## Dataset entries
____________
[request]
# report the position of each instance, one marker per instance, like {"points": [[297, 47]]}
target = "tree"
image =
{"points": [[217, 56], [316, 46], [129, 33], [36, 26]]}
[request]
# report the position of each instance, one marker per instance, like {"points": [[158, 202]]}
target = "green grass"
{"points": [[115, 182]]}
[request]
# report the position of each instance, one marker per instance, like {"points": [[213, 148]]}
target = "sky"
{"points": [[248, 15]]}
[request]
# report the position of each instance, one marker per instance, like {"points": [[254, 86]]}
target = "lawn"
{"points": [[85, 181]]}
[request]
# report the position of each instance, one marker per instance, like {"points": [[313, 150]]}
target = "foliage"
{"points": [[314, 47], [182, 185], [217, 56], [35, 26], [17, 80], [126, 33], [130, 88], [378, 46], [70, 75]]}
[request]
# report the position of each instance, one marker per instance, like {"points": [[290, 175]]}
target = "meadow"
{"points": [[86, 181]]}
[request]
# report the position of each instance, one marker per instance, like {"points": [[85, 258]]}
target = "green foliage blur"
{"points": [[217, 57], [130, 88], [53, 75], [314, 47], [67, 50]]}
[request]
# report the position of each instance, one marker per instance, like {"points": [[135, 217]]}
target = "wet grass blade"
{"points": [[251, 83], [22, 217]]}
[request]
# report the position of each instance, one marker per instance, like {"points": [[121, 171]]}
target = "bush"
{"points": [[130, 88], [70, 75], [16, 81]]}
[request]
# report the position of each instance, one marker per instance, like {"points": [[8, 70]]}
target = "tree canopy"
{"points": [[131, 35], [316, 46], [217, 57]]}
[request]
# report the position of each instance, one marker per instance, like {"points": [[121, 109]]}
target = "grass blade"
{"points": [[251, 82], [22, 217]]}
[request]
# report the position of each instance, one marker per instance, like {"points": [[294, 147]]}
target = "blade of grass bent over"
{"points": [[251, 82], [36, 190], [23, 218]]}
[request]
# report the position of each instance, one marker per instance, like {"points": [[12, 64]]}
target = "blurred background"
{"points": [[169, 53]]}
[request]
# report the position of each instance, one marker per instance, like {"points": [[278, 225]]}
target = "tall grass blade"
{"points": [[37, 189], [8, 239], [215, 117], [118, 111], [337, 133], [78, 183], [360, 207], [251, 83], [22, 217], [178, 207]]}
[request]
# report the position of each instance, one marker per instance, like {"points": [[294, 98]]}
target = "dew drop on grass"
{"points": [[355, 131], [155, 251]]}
____________
## Assignment
Reproduce the entries above in full, precisely as written.

## Solved exercise
[request]
# report the position of each instance, one marker per instance, like {"points": [[297, 47]]}
target = "tree"
image =
{"points": [[217, 56], [316, 46], [129, 33], [36, 26]]}
[request]
# report the position of each instance, one marker per instance, like {"points": [[158, 202]]}
target = "green grass"
{"points": [[115, 182]]}
[request]
# report the position of each instance, one marker per instance, like {"points": [[213, 148]]}
target = "sky"
{"points": [[248, 15]]}
[request]
# report the position of each instance, one marker per instance, like {"points": [[254, 86]]}
target = "lawn"
{"points": [[85, 181]]}
[request]
# report the position of each instance, one marker per instance, like {"points": [[313, 150]]}
target = "foliage"
{"points": [[314, 47], [182, 185], [217, 56], [35, 26], [17, 80], [126, 33], [130, 88], [378, 46], [70, 75]]}
[request]
# report the position of each instance, one marker per instance, like {"points": [[290, 175]]}
target = "meadow"
{"points": [[86, 181]]}
[request]
# report the position of each instance, one marker per instance, like {"points": [[85, 258]]}
target = "green foliage blur"
{"points": [[217, 57], [130, 88], [53, 75], [314, 47], [67, 50]]}
[request]
# report the position of each instance, one marker per instance, like {"points": [[135, 217]]}
target = "wet grass blade"
{"points": [[251, 83], [22, 217]]}
[request]
# report the position of each instance, one marker per instance, like {"points": [[121, 171]]}
target = "bush"
{"points": [[130, 88], [70, 75], [16, 81]]}
[request]
# report the position of each instance, one marker per instance, like {"points": [[8, 70]]}
target = "tree canopy"
{"points": [[131, 35], [316, 46], [217, 57]]}
[request]
# report the position of each instance, one marker per instance, like {"points": [[121, 109]]}
target = "grass blade"
{"points": [[251, 82], [22, 217]]}
[request]
# report the position of each instance, one marker per instance, like {"points": [[294, 147]]}
target = "blade of grass bent over"
{"points": [[251, 82], [36, 190], [23, 218]]}
[request]
# report the position of each instance, one marker per instance, like {"points": [[12, 64]]}
target = "blurred background"
{"points": [[169, 53]]}
[request]
# report the position of each instance, one marker per instance, like {"points": [[278, 225]]}
target = "tall grass blade"
{"points": [[37, 189], [8, 239], [215, 117], [118, 111], [337, 133], [78, 183], [360, 207], [251, 83], [22, 217], [178, 207]]}
[request]
# report the position of each instance, one marker per instance, like {"points": [[294, 98]]}
target = "dew drop on grass"
{"points": [[355, 131], [155, 251]]}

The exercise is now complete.